- _EXERCISE PASSAGE_

So many technological advancements will need to be made before we realize the dream of building a human-like robot that this goal is likely to remain a dream for many years to come. There are the control systems that must approximate the function of the brain, the actuators that will stand in for muscles, and of course, all of the perception systems required to mimic the human senses. While all of these areas have progressed significantly in recent years, they still lag far behind their biological counterparts.
Artificial vision and hearing are perhaps the most advanced of all senses, with high-quality sensing systems combining with artificial intelligence algorithms to offer up impressive performance. But the sense of touch, despite being incredibly important in understanding the world around us, has proven to be especially difficult to reproduce in machines. There are so many different cell types and signaling mechanisms densely packed into the skin that recreating it artificially is still beyond the reach of our best technology.
Testing the accuracy of the system’s perception (📷: Cambridge University)
That is likely to be the case for some time, but the efforts of a group of researchers at the University of Cambridge and University College London have moved the field forward with the development of a durable and highly-sensitive robotic skin. Rather than embedding a slew of traditional sensors into it like most robotic skins, this new solution is made of just a single material which allows the entire surface of the skin to act as if it were a dense array of sensors.

- _ACTIVITY_
Reproduce the stretch of the robotic skin passage from "Artificial vision and" through "our best technology.", changing "sense of touch" to "sense of smell". The entries are separate material, unrelated to the robotic skin passage.

- _STORED DATA_
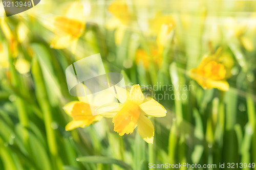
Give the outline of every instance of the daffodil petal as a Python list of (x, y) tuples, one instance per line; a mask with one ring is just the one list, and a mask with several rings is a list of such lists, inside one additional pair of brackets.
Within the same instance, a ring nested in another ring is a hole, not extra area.
[(51, 47), (61, 49), (67, 47), (71, 42), (71, 37), (70, 35), (58, 37), (56, 36), (51, 42)]
[(140, 136), (147, 143), (153, 144), (155, 131), (151, 121), (147, 117), (141, 114), (137, 124), (138, 125), (138, 132)]
[(122, 108), (121, 105), (118, 103), (109, 103), (98, 107), (96, 112), (105, 117), (113, 117)]
[(166, 115), (166, 110), (153, 98), (147, 98), (147, 102), (140, 105), (140, 108), (147, 116), (164, 117)]
[(131, 88), (130, 99), (138, 104), (142, 103), (145, 99), (139, 84), (134, 85)]
[(81, 127), (84, 128), (86, 126), (90, 125), (87, 121), (71, 121), (65, 127), (66, 131), (69, 131), (77, 128)]
[(78, 102), (79, 101), (72, 101), (69, 103), (68, 103), (65, 105), (65, 106), (64, 106), (64, 107), (63, 107), (63, 109), (67, 114), (68, 114), (69, 115), (71, 115), (71, 111), (72, 111), (74, 105), (76, 103)]
[(228, 91), (229, 89), (229, 85), (226, 81), (208, 81), (205, 86), (206, 89), (212, 88), (218, 88), (222, 91)]
[(83, 92), (79, 92), (81, 94), (84, 94), (86, 96), (78, 96), (77, 97), (78, 98), (78, 100), (80, 102), (82, 102), (84, 103), (92, 103), (93, 102), (93, 100), (92, 100), (92, 95), (91, 94), (91, 91), (87, 87), (83, 85)]
[(105, 27), (107, 29), (110, 30), (114, 30), (122, 23), (120, 20), (116, 18), (111, 18), (106, 21)]

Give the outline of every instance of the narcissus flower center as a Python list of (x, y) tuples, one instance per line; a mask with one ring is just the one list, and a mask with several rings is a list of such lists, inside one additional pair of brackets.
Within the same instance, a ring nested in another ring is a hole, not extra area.
[(71, 111), (71, 117), (75, 121), (93, 120), (96, 116), (93, 116), (90, 105), (88, 103), (76, 103)]
[(140, 108), (137, 104), (127, 100), (123, 104), (123, 108), (114, 116), (114, 131), (121, 136), (132, 133), (135, 128), (140, 114)]
[(82, 29), (82, 23), (79, 20), (63, 16), (56, 17), (54, 25), (55, 33), (62, 36), (71, 35), (78, 37)]
[(212, 80), (222, 80), (226, 76), (226, 69), (223, 65), (212, 61), (207, 63), (203, 68), (204, 76)]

- _REPLY TO THE EXERCISE_
Artificial vision and hearing are perhaps the most advanced of all senses, with high-quality sensing systems combining with artificial intelligence algorithms to offer up impressive performance. But the sense of smell, despite being incredibly important in understanding the world around us, has proven to be especially difficult to reproduce in machines. There are so many different cell types and signaling mechanisms densely packed into the skin that recreating it artificially is still beyond the reach of our best technology.